[EXCERPTED TEXT]

829. Design of a Safe and Efficient Vector for Bone Marrow Chemoprotection by O6-Methyl-Guanine-DNA-MethylTransferase

In order to achieve efficient and safe expression of the promising chemoselection marker, O6-Methylguanine-DNA-methyltransferase (MGMT) P140K, in hematopoietic cells, we designed and compared eight vectors, three gammaretroviral (murine leukemia virus, MLV) and five lentiviral (human immunodeficiency virus, HIV-1). All vectors had monocistronic cassettes as required for clinical studies of MGMT-mediated bone marrow chemoprotection. We compared either LTR-driven or safer SIN (self-inactivating LTR) vectors. In the SIN context, we chose the human phosphoglycerokinase (hPGK), elongation factor 1a (EF1a) or SFFV U3 (MLV-derived) as an internal promoter to reveal different expression strengths. All constructs generated high titers and showed correct processing in target cells, as demonstrated by Northern, Western Blot und immunofluorescence. FACS analysis allowed sensitive detection of MGMT expression in transduced cells and revealed significant differences in MGMT levels, depending on vector design. Expression differences correlated with results of a biochemical alkyltransferase assay. The highest expression levels of MGMT P140K could be achieved using the SFFV promoter, located either in the LTR or in internal position of a SIN backbone. Gammaretroviral and lentiviral SIN vectors with comparable internal cassettes had similar titers and expression levels. An intron did not improve MGMT P140K expression. All vectors were sufficiently strong to mediate polyclonal chemoresistance, which resulted in a chimerism of >95% transduced cells in vitro, following a single exposure to BCNU. However, abundant expression of MGMT P140K, in contrast to the wild-type protein, led to a selective disadvantage of transduced cells in the absence of drug. Use of a less potent SIN vector with an internal expression cassette driven by the human PGK promoter avoided this side effect, and still allowed polyclonal chemoprotection of transduced hematopoietic cells under conditions of a low multiplicity of infection. Thus, to achieve the desired properties of efficiency and safety, less potent expression vectors for MGMT P140K represent a reasonable choice for future in vivo studies. Moreover, our preliminary data suggest that SIN vectors reduce the incidence of insertional genotoxicity in primary murine hematopoietic cells.

[/EXCERPTED TEXT]

| ACTIVITY |
Answer these questions using the abstract on MGMT vectors:
1. How many vectors did the authors design and compare?
2. Which promoter gave the highest expression levels of MGMT P140K?
3. What chimerism of transduced cells followed a single exposure to BCNU in vitro?

[MATERIAL SUPPLIED]

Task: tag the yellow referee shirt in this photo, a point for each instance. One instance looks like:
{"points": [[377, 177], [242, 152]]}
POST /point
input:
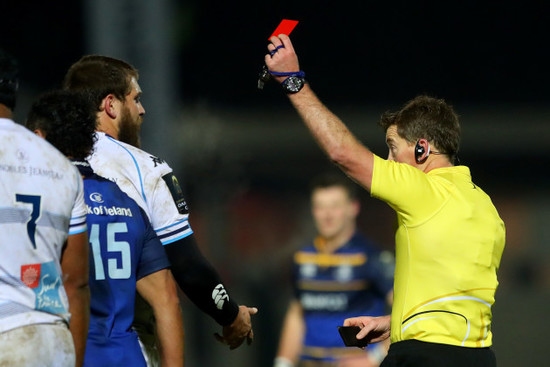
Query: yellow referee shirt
{"points": [[449, 242]]}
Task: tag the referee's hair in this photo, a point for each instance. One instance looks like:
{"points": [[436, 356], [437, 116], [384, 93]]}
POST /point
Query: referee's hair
{"points": [[68, 121], [331, 179], [425, 117], [9, 79]]}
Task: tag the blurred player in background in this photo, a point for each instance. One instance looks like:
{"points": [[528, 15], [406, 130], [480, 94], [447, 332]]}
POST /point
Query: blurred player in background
{"points": [[340, 274], [125, 251], [151, 183], [43, 246], [449, 238]]}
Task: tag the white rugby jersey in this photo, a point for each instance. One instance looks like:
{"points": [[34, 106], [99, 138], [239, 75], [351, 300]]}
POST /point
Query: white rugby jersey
{"points": [[41, 200], [146, 179]]}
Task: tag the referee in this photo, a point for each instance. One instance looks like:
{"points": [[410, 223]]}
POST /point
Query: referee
{"points": [[449, 237]]}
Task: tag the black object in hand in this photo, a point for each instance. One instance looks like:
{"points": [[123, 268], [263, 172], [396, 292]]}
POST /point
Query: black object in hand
{"points": [[348, 334]]}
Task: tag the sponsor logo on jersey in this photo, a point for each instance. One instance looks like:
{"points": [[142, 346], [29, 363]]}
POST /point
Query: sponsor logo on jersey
{"points": [[108, 210], [22, 155], [327, 302], [157, 160], [219, 295], [45, 281], [96, 197], [30, 275]]}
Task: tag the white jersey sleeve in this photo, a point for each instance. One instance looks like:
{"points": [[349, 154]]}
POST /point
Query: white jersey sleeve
{"points": [[146, 179], [77, 223]]}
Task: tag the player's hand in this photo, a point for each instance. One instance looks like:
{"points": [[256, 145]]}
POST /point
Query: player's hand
{"points": [[241, 329], [373, 329], [281, 57]]}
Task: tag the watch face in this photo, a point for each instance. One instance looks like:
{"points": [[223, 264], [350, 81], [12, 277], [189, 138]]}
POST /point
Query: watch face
{"points": [[293, 84]]}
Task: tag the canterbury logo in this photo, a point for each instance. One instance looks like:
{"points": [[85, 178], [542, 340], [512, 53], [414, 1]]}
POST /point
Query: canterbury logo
{"points": [[219, 295]]}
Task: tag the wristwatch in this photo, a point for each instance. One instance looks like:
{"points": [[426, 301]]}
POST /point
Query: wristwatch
{"points": [[293, 84]]}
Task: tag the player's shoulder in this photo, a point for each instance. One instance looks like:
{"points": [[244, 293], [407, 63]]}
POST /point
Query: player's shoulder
{"points": [[30, 148], [109, 148]]}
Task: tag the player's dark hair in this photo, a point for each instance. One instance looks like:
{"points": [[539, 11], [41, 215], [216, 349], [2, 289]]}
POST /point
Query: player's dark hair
{"points": [[427, 118], [9, 79], [67, 119], [100, 76], [331, 179]]}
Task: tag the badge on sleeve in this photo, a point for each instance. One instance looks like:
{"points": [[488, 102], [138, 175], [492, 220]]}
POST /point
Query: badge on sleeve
{"points": [[177, 192]]}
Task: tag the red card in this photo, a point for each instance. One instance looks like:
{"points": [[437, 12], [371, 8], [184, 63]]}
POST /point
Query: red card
{"points": [[285, 27]]}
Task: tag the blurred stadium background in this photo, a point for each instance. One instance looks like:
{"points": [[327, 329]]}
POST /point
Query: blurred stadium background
{"points": [[245, 159]]}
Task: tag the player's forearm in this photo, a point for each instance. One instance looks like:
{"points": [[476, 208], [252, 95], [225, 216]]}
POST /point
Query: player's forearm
{"points": [[74, 265], [333, 136], [200, 281], [79, 307]]}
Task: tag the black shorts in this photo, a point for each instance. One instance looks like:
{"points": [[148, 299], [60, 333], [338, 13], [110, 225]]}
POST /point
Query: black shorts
{"points": [[414, 353]]}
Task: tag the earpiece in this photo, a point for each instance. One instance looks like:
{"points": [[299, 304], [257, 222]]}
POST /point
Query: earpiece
{"points": [[419, 152]]}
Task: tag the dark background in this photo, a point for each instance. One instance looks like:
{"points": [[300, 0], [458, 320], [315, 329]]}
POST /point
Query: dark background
{"points": [[246, 160]]}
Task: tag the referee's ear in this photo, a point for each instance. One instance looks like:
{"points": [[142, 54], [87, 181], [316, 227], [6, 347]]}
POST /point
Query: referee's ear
{"points": [[40, 133]]}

[/MATERIAL SUPPLIED]

| ANSWER FOR THE TASK |
1. Eight: three gammaretroviral and five lentiviral.
2. The SFFV promoter, located either in the LTR or in internal position of a SIN backbone.
3. A chimerism of >95% transduced cells.